◆ Text extract ◆
The problem is that I spend a TON of money on plants only to have them "melt", so chucking them is what I've been doing. If I just have to keep tossing them, I may as well just use plastic plants. I need to know how to get live ones to survive that rinse/QT period b/f I plant them.
These are fully aquatic, but I don't know the names; a couple of ferns & stem plants- I can take their picture.


----------



## Jayloo (Mar 13, 2013)

@Xaltd1 : I bred bettas for a year and a half before I purchased live plants. In saying this, the point is, I am no expert on plants. BUT in my opinion (which probably doesn't count for too much) I would purchase only "easy to keep" plants. I'm pretty sure you can google for a list. I just keep java moss, anarchist, and moss balls. Just thought I'd offer an idea so you don't become discouraged with your plants.


----------



## jstn (Feb 10, 2013)

Xaltd1 said:


> The problem is that I spend a TON of money on plants only to have them "melt", so chucking them is what I've been doing. If I just have to keep tossing them, I may as well just use plastic plants. I need to know how to get live ones to survive that rinse/QT period b/f I plant them.
> These are fully aquatic, but I don't know the names; a couple of ferns & stem plants- I can take their picture.


Ohhh i understand dude. So heres the thing about fish tanks: sometimes some plants dont work in them. There really isnt anything you can do besides some measures that may end up being more expensive thab finding a plant that works with your set up. 

2 or 3 plants and some java moss is plenty of greenery if you propogate all your plants. have you considered large rocks?

Pics would be awesome. I would also like to see your tank as a whole.


----------



## Xaltd1 (Dec 9, 2012)

I'm battling an algae problem in my 29 gallon right now, which is why I bought more plants. I've put so much work (& heartache) into this tank that I'm dying to have a nice picture. I got a new background (black) & some colored fake plants for accents. I have driftwood & large chunks of slag glass that match the gravel (bright blue). It would be camera-ready IF I didn't have bronchitis right now. I keep starting fish projects & I run out of energy after hauling a few water pails... the bleeping algae on the tank sides seems to come back the minute I scrape it off. I went to buy some more oto cats yesterday (SUPER algae vacuums!) but Petco was out. The otos are wild caught & incredibly prone to die-off; I only have the 2 from the original 5 I bought. I bought some MTS on-line & they were all DOA! I have been having bad luck!!!

◆ Problems and tasks ◆
[A] In the aquarium plant thread, starting with "## jstn (Feb" and going on through "considered large rocks?", write the passage out again with "java moss" swapped for "anubias".
[B] Pick up the aquarium plant thread after its last sentence and write the next part.

◆ Given data ◆
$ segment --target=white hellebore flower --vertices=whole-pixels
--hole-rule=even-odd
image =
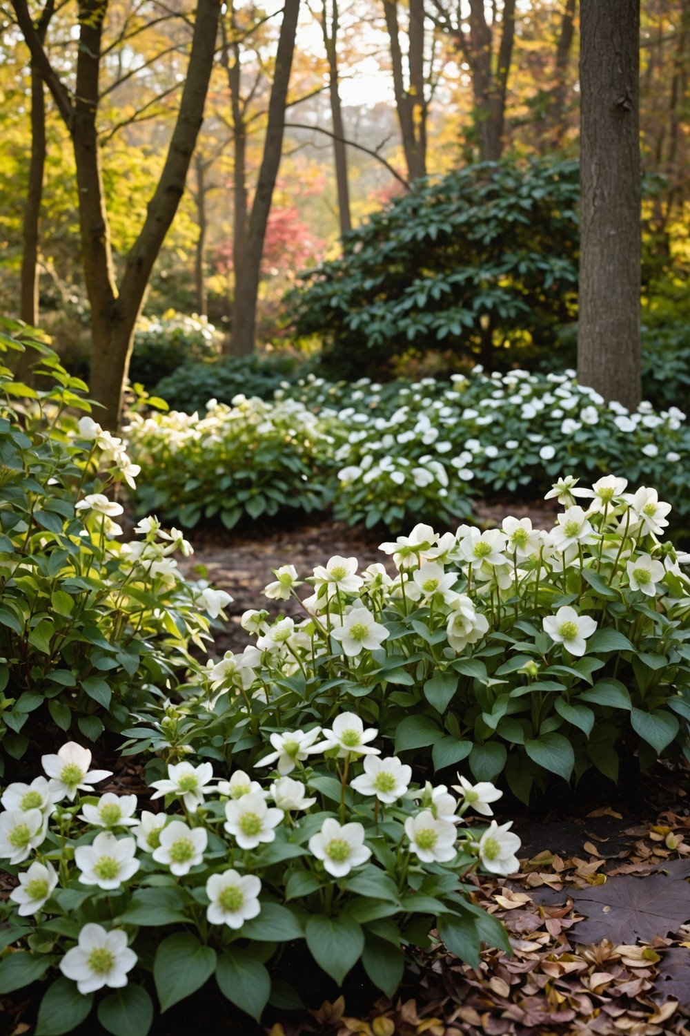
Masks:
[[[461,824],[462,817],[456,813],[457,799],[450,795],[445,784],[437,784],[426,781],[423,788],[414,795],[415,802],[421,804],[422,809],[427,809],[437,821],[448,821],[449,824]]]
[[[282,819],[282,810],[267,806],[263,795],[251,792],[227,802],[226,817],[223,827],[240,848],[256,848],[260,842],[273,841],[273,829]]]
[[[230,780],[218,781],[218,794],[227,795],[229,799],[241,799],[243,795],[258,794],[264,798],[268,792],[264,792],[258,780],[251,780],[243,770],[236,770]]]
[[[321,751],[326,752],[329,748],[338,749],[338,758],[346,755],[380,755],[378,748],[367,744],[379,733],[373,727],[364,729],[364,724],[356,713],[341,713],[333,720],[333,727],[324,730],[325,741],[319,743]]]
[[[270,755],[265,755],[259,759],[258,767],[270,767],[272,762],[277,764],[276,770],[281,777],[293,772],[298,762],[311,755],[312,752],[320,752],[321,745],[314,745],[314,741],[321,733],[321,727],[314,726],[311,730],[292,730],[289,733],[272,733],[270,742],[275,748]]]
[[[508,537],[506,550],[518,557],[530,557],[541,546],[541,533],[532,527],[530,518],[504,518],[502,529]]]
[[[411,601],[425,601],[441,595],[445,604],[450,604],[457,596],[453,586],[457,582],[457,572],[444,573],[443,565],[437,562],[424,562],[419,569],[413,573],[412,579],[406,586],[406,593]]]
[[[496,802],[503,795],[498,787],[494,787],[490,781],[480,780],[477,784],[471,784],[467,777],[457,775],[459,784],[453,784],[452,788],[457,792],[459,796],[464,799],[468,806],[471,806],[476,813],[482,813],[484,816],[492,816],[493,810],[489,806],[489,802]]]
[[[269,627],[263,636],[259,637],[257,648],[260,651],[272,651],[274,648],[279,648],[280,644],[283,644],[286,640],[290,640],[294,632],[294,618],[290,618],[290,616],[279,618],[277,623],[273,623],[273,626]]]
[[[184,821],[173,821],[160,832],[160,844],[153,851],[153,859],[167,864],[171,873],[181,877],[204,862],[207,844],[206,828],[190,828]]]
[[[579,505],[568,508],[556,520],[559,524],[551,529],[551,542],[557,550],[577,543],[594,543],[594,528]]]
[[[400,762],[397,755],[387,759],[366,755],[364,773],[351,784],[360,795],[376,795],[379,802],[391,803],[406,794],[411,780],[412,767]]]
[[[473,569],[481,568],[484,562],[487,565],[505,565],[506,558],[502,551],[506,548],[507,539],[505,533],[498,528],[490,528],[486,533],[480,533],[475,527],[469,528],[459,542],[460,556],[470,562]]]
[[[82,885],[97,885],[99,889],[118,889],[139,870],[134,858],[137,842],[133,838],[119,840],[110,831],[101,831],[91,845],[78,845],[74,863],[82,871]]]
[[[22,863],[46,837],[48,817],[40,809],[0,813],[0,860]]]
[[[650,554],[641,554],[626,565],[630,589],[641,589],[648,597],[654,597],[657,587],[656,583],[666,574],[661,562],[655,560]]]
[[[58,875],[52,863],[32,863],[27,871],[18,874],[20,880],[19,888],[9,893],[12,902],[19,903],[18,914],[20,917],[27,917],[29,914],[37,914],[42,910],[44,903],[53,894],[53,889],[58,884]]]
[[[356,573],[356,557],[340,557],[339,554],[336,554],[331,557],[325,568],[323,565],[318,565],[313,570],[317,594],[320,596],[320,592],[323,593],[325,587],[329,601],[336,596],[338,591],[343,594],[357,594],[362,586],[363,579]]]
[[[591,637],[597,628],[597,623],[590,615],[578,615],[574,608],[564,605],[554,615],[547,615],[543,621],[544,633],[548,633],[557,644],[563,644],[571,655],[583,655],[587,651],[587,638]]]
[[[163,795],[177,795],[184,805],[193,813],[204,803],[204,794],[209,790],[208,784],[213,780],[213,767],[210,762],[200,762],[193,767],[191,762],[172,762],[168,767],[168,779],[154,780],[151,787],[157,788],[151,799],[159,799]]]
[[[78,945],[67,950],[59,967],[86,997],[104,985],[121,989],[127,984],[127,972],[136,963],[137,954],[127,947],[125,931],[121,928],[106,931],[99,924],[85,924]]]
[[[194,598],[194,604],[202,611],[206,611],[211,618],[217,618],[227,604],[231,604],[234,598],[227,594],[224,589],[213,589],[207,586]]]
[[[271,796],[274,803],[283,813],[291,809],[308,809],[316,799],[307,799],[304,795],[304,784],[292,777],[279,777],[271,784]]]
[[[352,608],[341,620],[337,616],[333,618],[331,636],[340,641],[349,658],[356,658],[363,648],[367,651],[381,648],[389,632],[377,623],[368,608],[360,606]]]
[[[136,795],[114,795],[113,792],[107,792],[97,805],[85,803],[79,818],[97,828],[132,827],[138,823],[136,809]]]
[[[43,770],[51,778],[51,788],[60,799],[73,801],[78,790],[93,792],[89,781],[112,777],[111,770],[89,770],[91,752],[73,741],[58,749],[57,755],[41,755]]]
[[[324,821],[319,834],[309,838],[309,850],[333,877],[344,877],[353,867],[366,863],[371,850],[364,844],[361,824],[338,824],[332,817]]]
[[[222,874],[211,874],[206,883],[206,894],[211,900],[206,908],[209,923],[241,928],[245,921],[261,913],[260,892],[261,880],[254,874],[239,874],[232,867]]]
[[[393,555],[396,569],[411,569],[417,565],[420,554],[430,550],[438,543],[439,534],[430,525],[422,522],[415,525],[410,536],[398,536],[395,543],[382,543],[379,550]]]
[[[659,499],[656,489],[641,486],[636,493],[627,497],[634,520],[630,522],[630,531],[640,529],[641,533],[661,535],[668,524],[666,515],[671,510],[670,503]]]
[[[297,581],[297,569],[294,565],[282,565],[279,569],[271,569],[276,577],[275,582],[269,583],[264,591],[264,597],[272,601],[287,601],[292,593],[293,586],[299,586]]]
[[[497,824],[491,821],[479,839],[479,859],[492,874],[514,874],[519,869],[515,853],[520,847],[520,840],[509,830],[512,823]]]
[[[612,505],[620,503],[627,485],[627,479],[617,479],[614,474],[605,474],[602,479],[598,479],[595,482],[591,490],[582,490],[582,493],[587,493],[588,496],[593,497],[590,505],[590,514],[597,514],[599,511],[603,511],[605,507],[610,508]]]
[[[40,809],[42,813],[50,815],[55,812],[55,803],[59,798],[60,793],[52,788],[44,777],[34,777],[30,784],[19,781],[8,784],[0,797],[0,803],[4,809],[20,809],[24,812],[27,809]]]
[[[262,608],[261,611],[257,611],[256,608],[248,608],[242,612],[240,626],[247,633],[266,633],[268,630],[267,617],[268,612],[265,608]]]
[[[572,474],[566,474],[563,479],[559,479],[558,482],[553,483],[553,486],[544,496],[545,500],[552,500],[553,497],[562,503],[564,508],[570,508],[575,502],[576,496],[589,496],[589,489],[578,489],[577,483],[579,479],[573,478]]]
[[[455,856],[455,825],[438,819],[429,809],[404,822],[411,851],[422,863],[447,863]]]
[[[145,853],[153,853],[160,845],[160,832],[166,826],[168,816],[166,813],[150,813],[148,809],[142,810],[141,823],[131,829],[132,835],[137,836],[137,844]]]
[[[219,662],[211,667],[209,677],[213,690],[229,683],[232,687],[241,687],[248,691],[254,681],[254,669],[261,665],[261,652],[252,644],[247,644],[241,655],[227,651]]]
[[[74,505],[74,511],[95,511],[96,514],[106,515],[108,518],[117,518],[124,513],[124,508],[121,503],[109,500],[103,493],[91,493]]]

◆ Response list ◆
[A]
## jstn (Feb 10, 2013)

Xaltd1 said:


> The problem is that I spend a TON of money on plants only to have them "melt", so chucking them is what I've been doing. If I just have to keep tossing them, I may as well just use plastic plants. I need to know how to get live ones to survive that rinse/QT period b/f I plant them.
> These are fully aquatic, but I don't know the names; a couple of ferns & stem plants- I can take their picture.


Ohhh i understand dude. So heres the thing about fish tanks: sometimes some plants dont work in them. There really isnt anything you can do besides some measures that may end up being more expensive thab finding a plant that works with your set up. 

2 or 3 plants and some anubias is plenty of greenery if you propogate all your plants. have you considered large rocks?

[B]
----------



## jstn (Feb 10, 2013)

That rough bro. You should be able to find some mts at your lfs. They might not even know they have them and you can usually get them for free or like a quarter a piece. 

Im not so much interested in the asthetic value so much as i would be able to offer more info if i had a pic l. But dont stress yourself out about it bro, i will get an email when you post lol


----------



## Xaltd1 (Dec 9, 2012)

I'm off work for the rest of the week so I can take my time w/ the fish...
Stay tuned.
I do have a nice RCS farm I started in a 5-gal hex I used to use for bettas. I planted it w/ the semi-aquatic dracena I had. The RCS LOVE to climb the stalks & eat the rotting plant tissue. I was actually thinking of putting my new plants in there for a week so the shrimp can eat the rotten leaves! Right now they are all baby shrimp (about 30); when they get larger, I can send them off to do battle in my betta tanks (a suicide mission!).


----------



## Aluka (Dec 25, 2012)

is your plants getting any light while in the bucket? Even in qt, you need to give them some light, or else they will melt and die =<


----------



## Xaltd1 (Dec 9, 2012)

They haave some light, but you're right. I didn't think a day w/o full sun would melt them- they just melt soooo quickly!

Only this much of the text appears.